= PROBLEM STATEMENT =
Only an exact copy of every record counts as an answer.

(TASK DATA begins)

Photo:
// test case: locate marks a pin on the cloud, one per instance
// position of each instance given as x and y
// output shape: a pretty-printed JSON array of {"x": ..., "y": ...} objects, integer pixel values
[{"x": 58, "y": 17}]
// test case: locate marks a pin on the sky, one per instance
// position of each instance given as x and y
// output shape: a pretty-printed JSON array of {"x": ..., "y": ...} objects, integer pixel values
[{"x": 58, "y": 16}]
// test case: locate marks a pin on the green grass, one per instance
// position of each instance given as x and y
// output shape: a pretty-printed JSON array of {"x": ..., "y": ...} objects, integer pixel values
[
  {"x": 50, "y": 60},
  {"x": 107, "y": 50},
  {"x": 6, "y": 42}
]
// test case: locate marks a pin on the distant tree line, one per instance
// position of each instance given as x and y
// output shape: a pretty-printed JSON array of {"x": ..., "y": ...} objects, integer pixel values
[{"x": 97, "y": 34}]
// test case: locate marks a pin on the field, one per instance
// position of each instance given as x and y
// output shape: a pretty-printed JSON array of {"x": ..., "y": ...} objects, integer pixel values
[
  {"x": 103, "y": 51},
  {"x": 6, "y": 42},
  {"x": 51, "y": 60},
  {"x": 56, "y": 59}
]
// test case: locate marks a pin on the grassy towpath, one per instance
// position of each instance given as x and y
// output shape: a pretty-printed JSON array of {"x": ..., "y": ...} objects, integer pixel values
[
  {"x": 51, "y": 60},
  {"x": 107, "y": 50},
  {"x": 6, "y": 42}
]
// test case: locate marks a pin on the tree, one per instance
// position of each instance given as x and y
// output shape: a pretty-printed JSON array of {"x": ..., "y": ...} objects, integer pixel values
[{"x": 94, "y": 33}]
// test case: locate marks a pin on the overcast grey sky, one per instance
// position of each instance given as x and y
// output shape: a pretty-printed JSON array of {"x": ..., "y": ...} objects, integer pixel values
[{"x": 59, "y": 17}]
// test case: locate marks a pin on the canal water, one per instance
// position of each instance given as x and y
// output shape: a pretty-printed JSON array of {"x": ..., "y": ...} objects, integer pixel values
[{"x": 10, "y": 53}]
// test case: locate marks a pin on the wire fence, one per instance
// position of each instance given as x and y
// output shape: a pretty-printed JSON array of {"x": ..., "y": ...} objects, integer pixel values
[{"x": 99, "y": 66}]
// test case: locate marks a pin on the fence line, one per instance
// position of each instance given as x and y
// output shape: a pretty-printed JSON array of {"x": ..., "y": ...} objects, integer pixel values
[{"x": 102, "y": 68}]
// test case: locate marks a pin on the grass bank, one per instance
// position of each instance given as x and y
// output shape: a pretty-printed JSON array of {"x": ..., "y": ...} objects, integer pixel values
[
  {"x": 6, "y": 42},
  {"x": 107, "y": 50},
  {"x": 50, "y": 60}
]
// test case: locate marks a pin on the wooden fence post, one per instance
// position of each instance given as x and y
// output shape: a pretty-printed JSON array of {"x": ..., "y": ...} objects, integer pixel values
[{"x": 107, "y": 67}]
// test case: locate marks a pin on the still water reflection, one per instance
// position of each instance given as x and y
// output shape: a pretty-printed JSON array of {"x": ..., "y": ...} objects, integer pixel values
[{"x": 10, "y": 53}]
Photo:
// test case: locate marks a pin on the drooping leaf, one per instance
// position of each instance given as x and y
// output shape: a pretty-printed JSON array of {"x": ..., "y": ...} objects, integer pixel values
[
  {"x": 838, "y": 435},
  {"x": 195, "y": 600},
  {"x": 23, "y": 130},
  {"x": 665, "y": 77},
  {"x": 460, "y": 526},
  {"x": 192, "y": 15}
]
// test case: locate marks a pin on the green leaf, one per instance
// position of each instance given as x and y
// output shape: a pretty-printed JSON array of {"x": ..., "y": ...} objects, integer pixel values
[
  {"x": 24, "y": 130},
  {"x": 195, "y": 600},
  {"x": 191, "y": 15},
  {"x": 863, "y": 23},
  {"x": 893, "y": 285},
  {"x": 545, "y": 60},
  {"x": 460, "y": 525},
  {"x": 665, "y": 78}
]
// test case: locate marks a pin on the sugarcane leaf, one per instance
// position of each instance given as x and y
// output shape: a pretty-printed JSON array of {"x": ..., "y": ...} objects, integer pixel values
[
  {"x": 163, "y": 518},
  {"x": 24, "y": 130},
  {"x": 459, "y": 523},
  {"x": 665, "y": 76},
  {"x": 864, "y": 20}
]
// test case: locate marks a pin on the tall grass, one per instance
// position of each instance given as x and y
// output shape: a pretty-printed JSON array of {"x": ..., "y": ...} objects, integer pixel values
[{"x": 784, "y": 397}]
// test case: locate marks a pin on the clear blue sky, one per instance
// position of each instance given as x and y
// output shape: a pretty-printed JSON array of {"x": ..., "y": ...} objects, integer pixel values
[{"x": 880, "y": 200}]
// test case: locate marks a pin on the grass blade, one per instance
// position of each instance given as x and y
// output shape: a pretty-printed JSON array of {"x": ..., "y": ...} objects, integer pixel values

(TASK DATA ends)

= EXERCISE RESULT =
Photo:
// test case: locate marks a pin on the cloud, one per instance
// position of each instance given as x and y
// output shape: a pretty-printed JSON array of {"x": ..., "y": ...} objects, integer pixel values
[{"x": 58, "y": 17}]
// test case: locate marks a pin on the sky, one per instance
// position of each instance given as x and y
// output shape: a pretty-printed JSON array of {"x": ..., "y": ...} objects, integer pixel values
[{"x": 58, "y": 16}]
// test case: locate marks a pin on the green grass, one per instance
// position of each instance given as x and y
// output shape: a pretty-printed JSON array of {"x": ..., "y": ...} objects, integer pixel values
[
  {"x": 50, "y": 60},
  {"x": 107, "y": 50},
  {"x": 6, "y": 42}
]
// test case: locate marks a pin on the distant tree line, one per instance
// position of each instance given as x and y
// output shape: a pretty-printed JSON array of {"x": ..., "y": ...} objects, integer pixel values
[{"x": 97, "y": 34}]
// test case: locate marks a pin on the field, one per instance
// position of each instance given as x and y
// output shape: a pretty-printed JSON array of {"x": ..., "y": ...} objects, integer pixel values
[
  {"x": 103, "y": 51},
  {"x": 6, "y": 42},
  {"x": 51, "y": 60},
  {"x": 56, "y": 59}
]
// test case: locate marks a pin on the grassy towpath, one per instance
// position of each instance given as x and y
// output shape: a pretty-printed JSON array of {"x": ..., "y": ...} objects, integer pixel values
[
  {"x": 51, "y": 60},
  {"x": 107, "y": 50},
  {"x": 6, "y": 42}
]
// test case: locate marks a pin on the tree, one per instance
// position of each instance given as x and y
// output shape: a pretty-printed JSON array of {"x": ..., "y": ...} objects, integer pixel values
[{"x": 94, "y": 33}]
// test case: locate marks a pin on the overcast grey sky, one per instance
// position of each instance given as x and y
// output shape: a pretty-printed JSON array of {"x": ..., "y": ...} objects, integer pixel values
[{"x": 59, "y": 17}]
// test case: locate marks a pin on the canal water, one per instance
// position of each instance given as x and y
// output shape: a pretty-printed JSON array of {"x": ..., "y": ...} objects, integer pixel values
[{"x": 10, "y": 53}]
// test case: locate marks a pin on the wire fence, one per instance
// position of each instance given as x and y
// output shape: a pretty-printed JSON array of {"x": ..., "y": ...} objects, integer pixel values
[{"x": 99, "y": 66}]
// test case: locate marks a pin on the fence line, one per instance
// position of each instance given as x and y
// output shape: a pretty-printed JSON array of {"x": ..., "y": ...} objects, integer pixel values
[{"x": 102, "y": 68}]
// test case: locate marks a pin on the grass bank, one per instance
// position of each instance given as x and y
// output shape: a pretty-printed JSON array of {"x": ..., "y": ...} objects, integer pixel values
[
  {"x": 6, "y": 42},
  {"x": 107, "y": 50},
  {"x": 50, "y": 60}
]
// test case: locate marks a pin on the wooden fence post, one per instance
// position of each instance given as x and y
// output shape: a pretty-printed JSON array of {"x": ..., "y": ...} objects, integer pixel values
[{"x": 107, "y": 67}]
// test case: locate marks a pin on the still water reflection, one per instance
// position of each instance given as x and y
// output shape: a pretty-printed JSON array of {"x": ..., "y": ...} objects, integer pixel values
[{"x": 10, "y": 53}]
Photo:
// test case: locate marks a pin on the drooping leaf, one per instance
// position of each instance given as x and y
// output shape: a pretty-printed JSON array of {"x": ..., "y": ...} objects, integer pixel values
[
  {"x": 838, "y": 435},
  {"x": 195, "y": 600},
  {"x": 23, "y": 130},
  {"x": 665, "y": 77},
  {"x": 460, "y": 526},
  {"x": 192, "y": 15}
]
// test case: locate marks a pin on the green leaf, one per instance
// position of each instance given as x and y
// output shape: a pretty-printed JSON array of {"x": ..., "y": ...} objects, integer pixel values
[
  {"x": 24, "y": 130},
  {"x": 195, "y": 600},
  {"x": 191, "y": 15},
  {"x": 863, "y": 23},
  {"x": 893, "y": 285},
  {"x": 545, "y": 60},
  {"x": 460, "y": 525},
  {"x": 665, "y": 78}
]
// test case: locate marks a pin on the sugarcane leaf, one per instance
// position of each instance given as x and y
// output shape: a pretty-printed JSON array of {"x": ..., "y": ...} objects, integer pixel values
[
  {"x": 163, "y": 518},
  {"x": 24, "y": 130},
  {"x": 459, "y": 523},
  {"x": 665, "y": 76},
  {"x": 864, "y": 20}
]
// test case: locate marks a pin on the tall grass, one per instance
// position of each instance given as x and y
// output shape: a pretty-printed JSON array of {"x": ..., "y": ...} objects, integer pixel values
[{"x": 784, "y": 397}]
// test case: locate marks a pin on the clear blue sky, one per instance
// position of each instance given as x and y
// output shape: a pretty-printed JSON array of {"x": ..., "y": ...} objects, integer pixel values
[{"x": 880, "y": 200}]
// test case: locate marks a pin on the grass blade, one per instance
// position of each instance given as x and y
// output shape: a pretty-printed JSON array of {"x": ..., "y": ...} objects, integer pixel values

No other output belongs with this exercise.